§ WORK ORDER
This exercise calls for printing every record exactly once more.

§ EXERCISE DATA
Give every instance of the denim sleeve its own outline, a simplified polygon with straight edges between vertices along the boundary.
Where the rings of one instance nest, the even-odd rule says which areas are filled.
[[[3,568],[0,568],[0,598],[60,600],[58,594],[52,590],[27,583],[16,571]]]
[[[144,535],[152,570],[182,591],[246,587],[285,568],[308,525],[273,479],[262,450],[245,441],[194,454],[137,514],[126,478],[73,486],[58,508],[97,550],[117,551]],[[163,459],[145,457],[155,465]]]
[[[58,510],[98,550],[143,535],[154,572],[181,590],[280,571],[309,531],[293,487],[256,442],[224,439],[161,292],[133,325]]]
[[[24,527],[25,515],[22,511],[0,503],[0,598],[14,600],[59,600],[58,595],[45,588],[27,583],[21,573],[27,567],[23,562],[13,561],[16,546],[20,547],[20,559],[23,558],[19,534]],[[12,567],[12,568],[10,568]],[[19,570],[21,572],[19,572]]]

§ YOUR SOLUTION
Give every instance of the denim sleeve its own outline, a simplified polygon with straight edges between vertices along the boundary.
Where the rings of one instance nest, the even-odd rule says which areas are filled.
[[[3,568],[0,568],[0,598],[60,600],[58,594],[52,590],[27,583],[16,571]]]
[[[144,535],[152,570],[182,591],[246,587],[285,568],[308,525],[273,479],[262,450],[245,441],[194,454],[137,514],[126,478],[73,486],[58,508],[97,550],[117,551]],[[163,459],[145,457],[155,465]]]
[[[58,510],[98,550],[143,535],[154,572],[181,590],[280,571],[309,531],[293,487],[256,442],[224,439],[161,292],[133,325]]]
[[[24,527],[25,515],[22,511],[0,503],[0,598],[14,600],[59,600],[58,595],[45,588],[27,583],[21,573],[27,567],[23,562],[13,561],[16,546],[20,547],[20,559],[23,558],[19,534]],[[12,567],[12,568],[10,568]],[[19,570],[21,572],[19,572]]]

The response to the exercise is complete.